§ **DOCUMENT SEGMENT**:
>>
Scripts and training files for C3D training on UCF-101 are located in [examples/c3d_ucf101/](examples/c3d_ucf101/).
Steps to train C3D on UCF-101:

1. Download UCF-101 dataset from [UCF-101 website](http://crcv.ucf.edu/data/UCF101.php).
2. Unzip the dataset: e.g. `unrar x UCF101.rar`
3. (Optional) video reader works more stably with extracted frames than directly with video files. Extract frames from UCF-101 videos by revising and running a helper script, [`${video-caffe-root}/examples/c3d_ucf101/extract_UCF-101_frames.sh`](examples/c3d_ucf101/extract_UCF-101_frames.sh).
4. Change `${video-caffe-root}/examples/c3d_ucf101/c3d_ucf101_{train,test}_split1.txt` to correctly point to UCF-101 videos or directories that contain extracted frames.
5. Modify [`${video-caffe-root}/examples/c3d_ucf101/c3d_ucf101_train_test.prototxt`](examples/c3d_ucf101/c3d_ucf101_train_test.prototxt) to your taste or HW specification. Especially `batch_size` may need to be adjusted for the GPU memory.
6. Run training script: e.g. `cd ${video-caffe-root} && examples/c3d_ucf101/train_ucf101.sh` (optionally use `--gpu` to use multiple GPU's)
7. (Optional) Occasionally run [`${video-caffe-root}/tools/extra/plot_training_loss.sh`](tools/extra/plot_training_loss.sh) to get training loss / validation accuracy (top1/5) plot. It's pretty hacky, so look at the file to meet your need.
8. At 7 epochs of training, clip accuracy should be around 45%.

A typical training will yield the following loss and top-1 accuracy: ![iter-loss-accuracy plot](examples/c3d_ucf101/c3d_ucf101_train_loss_accuracy.png?raw=true "Iteration vs Training loss and top-1 accuracy")

## Pre-trained model

A pre-trained model is available ([downloadable link](https://www.dropbox.com/s/gglm2c67154nltr/c3d_ucf101_iter_20000.caffemodel?dl=0)) for UCF101 (trained from scratch), achieving top-1 accuracy of ~47%.

## To-do
1. Feature extractor script.
2. Python demo script that loads a video and classifies.
3. Convert Sport1M pre-trained model and make it available.

## License and Citation

Caffe is released under the [BSD 2-Clause license](https://github.com/BVLC/caffe/blob/master/LICENSE).
<<
§ **STATED EXERCISE A**: Filter the listing and copy every line containing the word "dark", matching case exactly.
The text and the listing come from separate, unrelated sources.

(Point annotation dataset records)
>>
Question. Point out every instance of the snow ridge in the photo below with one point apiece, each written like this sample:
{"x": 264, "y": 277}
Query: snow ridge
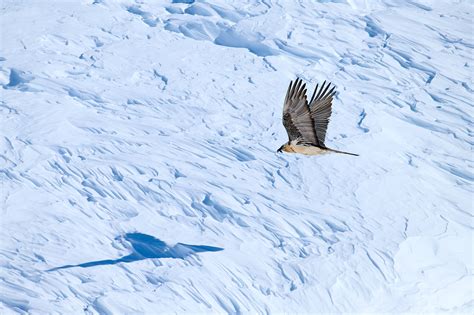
{"x": 132, "y": 129}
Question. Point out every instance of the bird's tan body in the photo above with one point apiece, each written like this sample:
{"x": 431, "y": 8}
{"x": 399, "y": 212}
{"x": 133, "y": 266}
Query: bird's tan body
{"x": 303, "y": 149}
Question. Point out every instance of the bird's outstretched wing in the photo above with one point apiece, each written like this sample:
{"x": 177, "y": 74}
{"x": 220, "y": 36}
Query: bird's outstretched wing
{"x": 297, "y": 116}
{"x": 320, "y": 109}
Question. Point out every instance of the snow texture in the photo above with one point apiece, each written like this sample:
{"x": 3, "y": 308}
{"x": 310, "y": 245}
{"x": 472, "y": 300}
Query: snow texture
{"x": 133, "y": 129}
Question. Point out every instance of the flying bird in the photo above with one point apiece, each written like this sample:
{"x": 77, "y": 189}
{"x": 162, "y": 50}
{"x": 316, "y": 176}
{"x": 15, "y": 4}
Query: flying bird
{"x": 306, "y": 124}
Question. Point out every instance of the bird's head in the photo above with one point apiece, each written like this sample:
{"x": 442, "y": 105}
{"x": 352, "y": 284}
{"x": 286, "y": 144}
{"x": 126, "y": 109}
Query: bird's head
{"x": 284, "y": 147}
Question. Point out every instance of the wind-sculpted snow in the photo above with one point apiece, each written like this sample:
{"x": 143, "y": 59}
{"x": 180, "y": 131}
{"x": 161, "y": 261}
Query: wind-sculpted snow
{"x": 130, "y": 129}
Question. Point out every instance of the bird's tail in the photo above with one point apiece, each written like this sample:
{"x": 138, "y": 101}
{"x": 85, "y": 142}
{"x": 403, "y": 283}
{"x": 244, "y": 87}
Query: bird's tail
{"x": 337, "y": 151}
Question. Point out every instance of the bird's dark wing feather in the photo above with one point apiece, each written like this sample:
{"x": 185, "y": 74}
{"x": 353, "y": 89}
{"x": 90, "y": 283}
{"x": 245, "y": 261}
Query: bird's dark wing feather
{"x": 296, "y": 114}
{"x": 320, "y": 108}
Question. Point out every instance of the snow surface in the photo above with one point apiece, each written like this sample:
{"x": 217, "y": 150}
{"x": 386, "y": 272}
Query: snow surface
{"x": 139, "y": 138}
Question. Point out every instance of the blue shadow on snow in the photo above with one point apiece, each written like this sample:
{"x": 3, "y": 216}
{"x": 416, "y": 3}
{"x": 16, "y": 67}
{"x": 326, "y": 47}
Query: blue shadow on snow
{"x": 146, "y": 246}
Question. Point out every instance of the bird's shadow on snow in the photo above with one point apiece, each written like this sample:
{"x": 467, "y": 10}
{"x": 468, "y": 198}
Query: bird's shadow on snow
{"x": 146, "y": 246}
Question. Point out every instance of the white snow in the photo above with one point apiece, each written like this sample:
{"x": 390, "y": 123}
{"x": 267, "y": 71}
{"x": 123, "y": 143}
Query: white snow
{"x": 163, "y": 119}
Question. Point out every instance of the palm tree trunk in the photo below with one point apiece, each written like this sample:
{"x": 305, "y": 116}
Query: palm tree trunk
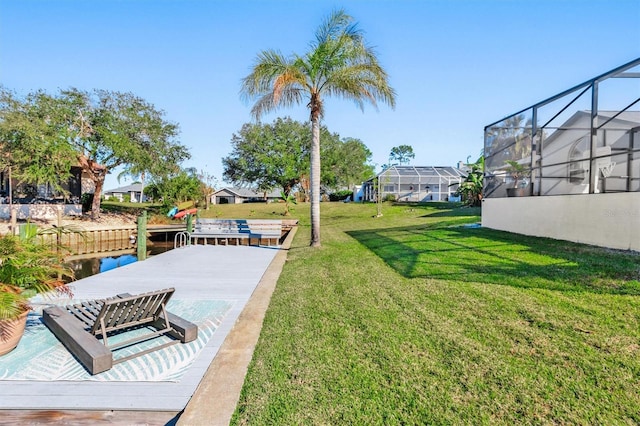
{"x": 315, "y": 179}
<<
§ **STATED EXERCISE B**: Say whether each statement agrees with the UCF-101 training instructions, and support each answer with the deciding words quoted from the text: (i) After 7 epochs of training, clip accuracy should be about 45%. (ii) The pre-trained model reaches a top-1 accuracy of about 60%. (iii) Extracting frames from the videos is a required step.

§ **FULL SOLUTION A**:
Question. Point out every instance of the bird's dark wing feather in the photo above with one point apiece, each written like this sample:
Query: bird's dark wing feather

§ **FULL SOLUTION B**:
(i) Yes: "At 7 epochs of training, clip accuracy should be around 45%."
(ii) No: "achieving top-1 accuracy of ~47%"
(iii) No: "(Optional) video reader works more stably with extracted frames than directly with video files."